Page excerpt –
The day began like any other day. We had just had company, and I was feeling unusually tired. I felt like it was fairly difficult just to get up and off the couch. I was making dinner at about 5:30pm and felt a little tightening in my abdomen- similar to the Braxton Hicks, but this one was slightly uncomfortable. The second one rolled in like clockwork 15 minutes later. This continued for about an hour. I casually mentioned it to my husband, cleaned up dinner, and put our son to bed. We decided to let the midwife know that things were probably starting. The phone call did not go through. I tried again…and again…..and again. The contractions were about 7-10 minutes apart when we finally got in touch with the assistant. She decided that she would need to drive the 3.5 hours round trip to our midwife’s house and pick her up, since the phone seemed to be out. That 3.5 hours seemed so long. I had sent my husband to bed to rest, and as I paced downstairs, he jumped out of bed upstairs every 10 minutes or so to see if they were here yet. I listened to music and prayed. I prayed like I never had before! At this point I had a pretty cool talk with God. I was feeling grumpy because I was uncomfortable and felt like I shouldn’t have to be alone. I was feeling a little bit abandoned. God and I had a pretty serious discussion about how delivering this baby WAS something that I was alone in, but with God by my side, I really wasn’t alone. He made it clear to me, though, that no one but him could really walk with me in this journey- that it was just him and I dealing with this pain. I felt him in the room with me that night, touching my shoulder, and reassuring me that even though there are times in life that I will feel totally alone- I will never be alone with him by my side.

The midwives finally arrived at the house at 1:40am. By this time, the contractions were taking a little more concentration, but we decided that everyone should try and rest. I was having a tough time resting, so I paced for awhile.

Collected data:
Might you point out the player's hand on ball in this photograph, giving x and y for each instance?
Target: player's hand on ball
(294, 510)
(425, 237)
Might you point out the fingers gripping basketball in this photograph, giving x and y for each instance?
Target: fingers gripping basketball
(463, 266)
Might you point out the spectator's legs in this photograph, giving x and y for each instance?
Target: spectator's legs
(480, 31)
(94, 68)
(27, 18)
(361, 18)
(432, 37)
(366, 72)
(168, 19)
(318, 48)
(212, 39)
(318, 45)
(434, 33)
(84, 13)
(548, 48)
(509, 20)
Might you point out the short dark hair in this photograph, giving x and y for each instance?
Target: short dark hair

Work order 1 – Reproduce the portion of the birth story that starts with "The midwives finally" and goes on through "paced for awhile.".
Work order 2 – Carry the birth story forward from its last sentence.

Task output 1 –
The midwives finally arrived at the house at 1:40am. By this time, the contractions were taking a little more concentration, but we decided that everyone should try and rest. I was having a tough time resting, so I paced for awhile.

Task output 2 –
At about 3:30am, the contractions were getting more serious and the midwife came upstairs with me. I do not have a very good sense of time from this point on, but I can tell you that from about 6:00am until our son was born, I experienced some of the most intense moments of my life! My husband was absolutely wonderful- rubbing my back, whispering how much he loved me, encouraging me to keep going through each contraction. It was super tough, though. I felt frustrated, I felt hopeless at times, I felt exhausted, I felt like giving up. And then, in an instant after what seemed like an eternity, I held our son in my arms with my husband behind me, looking down on us with such an intense expression of love and joy.
There are so many things that stick out in my mind about being at home, delivering this new life with just my husband and midwives present. It intensely bonded my husband and I, and strengthened each of our separate and combined relationships with God. It bonded us with this new life in a way that I cannot even begin to describe. One of the coolest things about it, though, is what it did for us as a family. In many ways, it healed much of the trauma from our first son’s birth and changed how we view the whole experience with him. It really made us all feel more like a family, and not so disconnected. I cannot say that a home birth is for everyone, but for us, it has been, and probably always will be an extremely powerful moment in our lives as a family. I am so thankful that we got to experience it together, in the quiet of our own home. Welcome, little one!